> Task statement
No line before the one containing "Target: jacket zipper" is to be output; retype exactly that line and all lines that follow it to the end of the records.

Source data
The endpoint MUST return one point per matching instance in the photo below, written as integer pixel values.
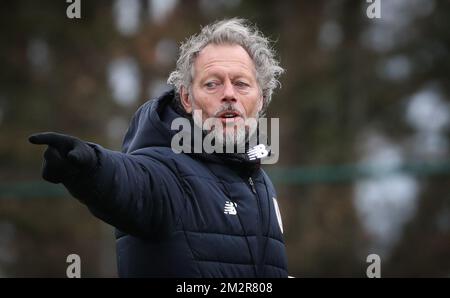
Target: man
(188, 214)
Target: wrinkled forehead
(224, 56)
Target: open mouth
(229, 115)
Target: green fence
(279, 175)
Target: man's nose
(228, 92)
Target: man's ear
(184, 97)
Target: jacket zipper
(252, 185)
(258, 264)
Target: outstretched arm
(129, 192)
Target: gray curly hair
(233, 31)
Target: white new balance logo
(258, 151)
(230, 208)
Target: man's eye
(241, 84)
(211, 85)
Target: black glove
(66, 156)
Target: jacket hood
(150, 125)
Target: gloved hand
(65, 157)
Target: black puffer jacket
(184, 215)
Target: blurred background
(364, 115)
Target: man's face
(224, 87)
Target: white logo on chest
(230, 208)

> Response
Target: jacket zipper
(252, 185)
(258, 264)
Target: outstretched arm
(129, 192)
Target: gray curly hair
(233, 31)
Target: white new balance logo
(258, 151)
(230, 208)
Target: man's eye
(241, 84)
(211, 85)
Target: black glove
(66, 156)
Target: jacket hood
(150, 125)
Target: gloved hand
(65, 157)
Target: black puffer jacket
(184, 215)
Target: blurred background
(364, 115)
Target: man's face
(224, 87)
Target: white logo on chest
(230, 208)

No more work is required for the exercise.